• **Work order**: Below are the records. State how many of their lines contain "green", with nothing else.

Point localization data
- - - - -
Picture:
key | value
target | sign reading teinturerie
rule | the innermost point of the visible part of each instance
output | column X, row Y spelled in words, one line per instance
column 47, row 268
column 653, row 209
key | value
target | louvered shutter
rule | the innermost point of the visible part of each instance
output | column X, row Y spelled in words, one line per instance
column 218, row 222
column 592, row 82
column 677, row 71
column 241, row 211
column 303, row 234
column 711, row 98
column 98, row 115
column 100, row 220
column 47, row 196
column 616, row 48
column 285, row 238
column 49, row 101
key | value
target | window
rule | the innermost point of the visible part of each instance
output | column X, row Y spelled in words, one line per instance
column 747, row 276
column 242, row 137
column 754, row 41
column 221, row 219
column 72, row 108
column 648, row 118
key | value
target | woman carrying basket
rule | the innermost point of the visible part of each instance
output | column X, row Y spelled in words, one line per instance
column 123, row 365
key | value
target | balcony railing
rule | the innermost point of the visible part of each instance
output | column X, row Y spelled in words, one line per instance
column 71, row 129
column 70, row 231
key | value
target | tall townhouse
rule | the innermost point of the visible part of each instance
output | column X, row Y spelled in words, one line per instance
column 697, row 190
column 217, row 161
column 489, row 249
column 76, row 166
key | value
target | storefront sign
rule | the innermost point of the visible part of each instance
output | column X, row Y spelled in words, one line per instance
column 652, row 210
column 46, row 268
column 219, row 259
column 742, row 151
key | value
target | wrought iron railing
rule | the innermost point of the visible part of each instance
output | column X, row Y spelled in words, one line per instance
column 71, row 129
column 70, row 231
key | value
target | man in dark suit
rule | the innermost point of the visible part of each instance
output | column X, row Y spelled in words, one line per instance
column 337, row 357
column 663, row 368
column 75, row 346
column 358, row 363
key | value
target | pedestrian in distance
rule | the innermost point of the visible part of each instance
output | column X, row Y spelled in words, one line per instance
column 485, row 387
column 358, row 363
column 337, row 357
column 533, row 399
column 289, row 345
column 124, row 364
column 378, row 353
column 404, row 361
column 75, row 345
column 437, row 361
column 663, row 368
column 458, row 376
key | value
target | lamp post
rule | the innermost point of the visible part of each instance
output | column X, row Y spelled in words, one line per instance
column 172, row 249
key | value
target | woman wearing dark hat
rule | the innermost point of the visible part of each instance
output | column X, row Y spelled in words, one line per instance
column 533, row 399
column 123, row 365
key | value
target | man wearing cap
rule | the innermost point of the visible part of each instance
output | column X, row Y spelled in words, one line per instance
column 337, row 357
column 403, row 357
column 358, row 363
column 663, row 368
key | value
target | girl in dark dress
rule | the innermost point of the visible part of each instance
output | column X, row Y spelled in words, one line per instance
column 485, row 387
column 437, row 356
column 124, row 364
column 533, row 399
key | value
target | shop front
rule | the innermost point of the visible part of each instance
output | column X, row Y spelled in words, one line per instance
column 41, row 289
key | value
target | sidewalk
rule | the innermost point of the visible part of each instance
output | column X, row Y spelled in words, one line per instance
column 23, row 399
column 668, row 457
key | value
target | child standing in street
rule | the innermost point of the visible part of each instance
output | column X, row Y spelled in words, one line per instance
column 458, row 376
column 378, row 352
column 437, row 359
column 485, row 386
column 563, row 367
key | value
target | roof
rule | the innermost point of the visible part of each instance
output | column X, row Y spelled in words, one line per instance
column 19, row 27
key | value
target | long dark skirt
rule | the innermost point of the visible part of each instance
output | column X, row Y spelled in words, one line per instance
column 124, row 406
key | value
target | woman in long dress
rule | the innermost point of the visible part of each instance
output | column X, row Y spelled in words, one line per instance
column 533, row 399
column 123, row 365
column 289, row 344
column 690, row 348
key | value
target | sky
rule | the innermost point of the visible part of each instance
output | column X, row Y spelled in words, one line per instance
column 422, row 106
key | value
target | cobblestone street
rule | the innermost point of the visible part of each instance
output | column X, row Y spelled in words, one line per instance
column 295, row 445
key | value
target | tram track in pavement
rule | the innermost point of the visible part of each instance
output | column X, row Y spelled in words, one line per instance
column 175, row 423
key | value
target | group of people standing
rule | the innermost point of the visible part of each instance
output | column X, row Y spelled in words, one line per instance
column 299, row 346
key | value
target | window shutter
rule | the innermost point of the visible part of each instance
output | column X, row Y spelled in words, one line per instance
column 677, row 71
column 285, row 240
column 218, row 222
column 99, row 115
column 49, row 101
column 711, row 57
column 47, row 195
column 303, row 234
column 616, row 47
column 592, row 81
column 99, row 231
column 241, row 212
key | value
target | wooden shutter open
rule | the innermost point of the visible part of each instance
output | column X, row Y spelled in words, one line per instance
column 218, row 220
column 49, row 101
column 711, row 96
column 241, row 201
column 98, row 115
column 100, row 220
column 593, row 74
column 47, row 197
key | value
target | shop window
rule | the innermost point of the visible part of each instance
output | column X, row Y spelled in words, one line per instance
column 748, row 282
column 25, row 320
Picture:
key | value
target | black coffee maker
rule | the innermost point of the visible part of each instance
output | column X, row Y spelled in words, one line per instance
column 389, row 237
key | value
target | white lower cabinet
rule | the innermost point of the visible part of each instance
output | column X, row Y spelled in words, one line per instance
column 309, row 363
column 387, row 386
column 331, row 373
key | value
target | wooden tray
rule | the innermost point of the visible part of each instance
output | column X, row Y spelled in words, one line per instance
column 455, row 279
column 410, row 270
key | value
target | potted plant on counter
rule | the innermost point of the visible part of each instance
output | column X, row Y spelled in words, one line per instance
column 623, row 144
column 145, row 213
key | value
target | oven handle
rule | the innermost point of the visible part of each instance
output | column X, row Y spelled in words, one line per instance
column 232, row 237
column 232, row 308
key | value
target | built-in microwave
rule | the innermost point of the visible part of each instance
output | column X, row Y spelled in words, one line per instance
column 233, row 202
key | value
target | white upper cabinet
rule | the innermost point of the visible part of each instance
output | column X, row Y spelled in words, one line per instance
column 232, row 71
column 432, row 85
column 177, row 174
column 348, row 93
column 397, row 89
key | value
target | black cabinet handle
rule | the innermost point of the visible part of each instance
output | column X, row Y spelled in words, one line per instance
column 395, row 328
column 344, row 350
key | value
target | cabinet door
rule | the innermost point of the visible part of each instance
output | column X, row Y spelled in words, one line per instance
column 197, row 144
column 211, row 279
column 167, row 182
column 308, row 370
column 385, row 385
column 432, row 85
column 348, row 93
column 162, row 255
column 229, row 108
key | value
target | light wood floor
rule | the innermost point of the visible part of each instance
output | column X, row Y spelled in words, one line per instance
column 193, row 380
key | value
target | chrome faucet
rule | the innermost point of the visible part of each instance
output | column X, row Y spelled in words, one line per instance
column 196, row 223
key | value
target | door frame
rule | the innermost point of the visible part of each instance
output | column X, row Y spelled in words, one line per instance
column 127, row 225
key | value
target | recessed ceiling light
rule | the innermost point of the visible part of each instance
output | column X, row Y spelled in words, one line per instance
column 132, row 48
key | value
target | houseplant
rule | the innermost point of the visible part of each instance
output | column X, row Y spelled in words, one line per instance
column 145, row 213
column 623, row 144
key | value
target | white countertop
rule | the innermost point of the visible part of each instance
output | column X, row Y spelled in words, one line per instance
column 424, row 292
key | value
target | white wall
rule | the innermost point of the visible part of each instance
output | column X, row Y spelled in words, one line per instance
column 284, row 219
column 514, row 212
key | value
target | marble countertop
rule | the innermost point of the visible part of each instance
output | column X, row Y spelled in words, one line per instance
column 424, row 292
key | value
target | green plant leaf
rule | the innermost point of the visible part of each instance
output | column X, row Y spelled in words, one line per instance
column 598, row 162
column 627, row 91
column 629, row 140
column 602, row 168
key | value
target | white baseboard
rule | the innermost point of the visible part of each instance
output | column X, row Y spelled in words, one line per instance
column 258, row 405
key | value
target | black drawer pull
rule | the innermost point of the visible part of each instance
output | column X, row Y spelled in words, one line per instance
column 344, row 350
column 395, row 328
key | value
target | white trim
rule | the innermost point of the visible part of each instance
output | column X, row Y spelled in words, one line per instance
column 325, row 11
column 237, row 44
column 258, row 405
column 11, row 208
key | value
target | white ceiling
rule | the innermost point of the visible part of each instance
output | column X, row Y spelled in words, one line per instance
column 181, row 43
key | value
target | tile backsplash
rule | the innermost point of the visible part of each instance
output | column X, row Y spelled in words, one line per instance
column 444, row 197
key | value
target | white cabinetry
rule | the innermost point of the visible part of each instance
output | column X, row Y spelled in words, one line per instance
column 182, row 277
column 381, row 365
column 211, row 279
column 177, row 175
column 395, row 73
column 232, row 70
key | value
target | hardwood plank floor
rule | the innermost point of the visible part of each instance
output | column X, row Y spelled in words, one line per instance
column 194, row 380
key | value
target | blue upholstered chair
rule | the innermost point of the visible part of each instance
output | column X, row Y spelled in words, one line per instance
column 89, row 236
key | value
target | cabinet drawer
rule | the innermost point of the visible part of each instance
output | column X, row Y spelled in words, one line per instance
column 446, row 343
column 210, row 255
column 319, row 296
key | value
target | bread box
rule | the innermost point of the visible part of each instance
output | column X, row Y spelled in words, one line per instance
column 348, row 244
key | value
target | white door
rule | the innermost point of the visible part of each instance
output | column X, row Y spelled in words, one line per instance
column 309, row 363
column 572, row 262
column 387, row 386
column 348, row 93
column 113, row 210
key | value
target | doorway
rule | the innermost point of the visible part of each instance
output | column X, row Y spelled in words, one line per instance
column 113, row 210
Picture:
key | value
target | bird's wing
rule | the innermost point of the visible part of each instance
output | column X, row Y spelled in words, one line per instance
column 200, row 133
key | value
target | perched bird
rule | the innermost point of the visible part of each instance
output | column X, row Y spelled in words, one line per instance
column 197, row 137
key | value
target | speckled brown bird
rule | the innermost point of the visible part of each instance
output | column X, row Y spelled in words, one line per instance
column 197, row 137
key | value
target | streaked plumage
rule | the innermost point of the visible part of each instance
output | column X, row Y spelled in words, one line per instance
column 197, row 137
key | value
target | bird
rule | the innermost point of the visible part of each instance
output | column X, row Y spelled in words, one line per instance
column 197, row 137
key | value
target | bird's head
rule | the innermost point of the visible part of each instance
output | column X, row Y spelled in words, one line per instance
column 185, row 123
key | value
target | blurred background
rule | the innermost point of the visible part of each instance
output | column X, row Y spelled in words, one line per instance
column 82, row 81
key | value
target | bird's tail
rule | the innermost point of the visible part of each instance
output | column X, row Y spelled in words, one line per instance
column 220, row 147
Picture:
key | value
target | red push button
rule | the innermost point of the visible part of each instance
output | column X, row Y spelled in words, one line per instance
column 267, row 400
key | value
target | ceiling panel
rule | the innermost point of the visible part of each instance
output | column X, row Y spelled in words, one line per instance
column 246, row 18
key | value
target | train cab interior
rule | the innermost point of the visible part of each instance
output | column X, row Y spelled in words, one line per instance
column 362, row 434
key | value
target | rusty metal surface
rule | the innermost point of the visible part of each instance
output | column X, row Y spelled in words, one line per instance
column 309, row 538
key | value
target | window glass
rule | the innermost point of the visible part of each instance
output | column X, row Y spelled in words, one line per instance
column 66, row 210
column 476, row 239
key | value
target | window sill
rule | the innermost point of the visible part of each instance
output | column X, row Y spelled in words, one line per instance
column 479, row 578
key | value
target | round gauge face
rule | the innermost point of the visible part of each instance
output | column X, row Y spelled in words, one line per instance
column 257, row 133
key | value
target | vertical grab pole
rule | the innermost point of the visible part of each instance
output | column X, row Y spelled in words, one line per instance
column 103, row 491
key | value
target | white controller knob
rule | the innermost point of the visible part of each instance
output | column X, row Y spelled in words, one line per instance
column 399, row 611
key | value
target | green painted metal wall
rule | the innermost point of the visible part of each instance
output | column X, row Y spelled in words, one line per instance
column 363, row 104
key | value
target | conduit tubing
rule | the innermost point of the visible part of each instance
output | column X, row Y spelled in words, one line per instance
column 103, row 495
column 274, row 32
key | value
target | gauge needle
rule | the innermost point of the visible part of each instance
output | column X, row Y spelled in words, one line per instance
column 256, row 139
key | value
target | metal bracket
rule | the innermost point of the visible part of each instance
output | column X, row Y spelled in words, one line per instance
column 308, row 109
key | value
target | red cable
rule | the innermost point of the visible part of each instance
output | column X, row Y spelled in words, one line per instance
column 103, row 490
- - - - -
• **Reply to the exercise**: 2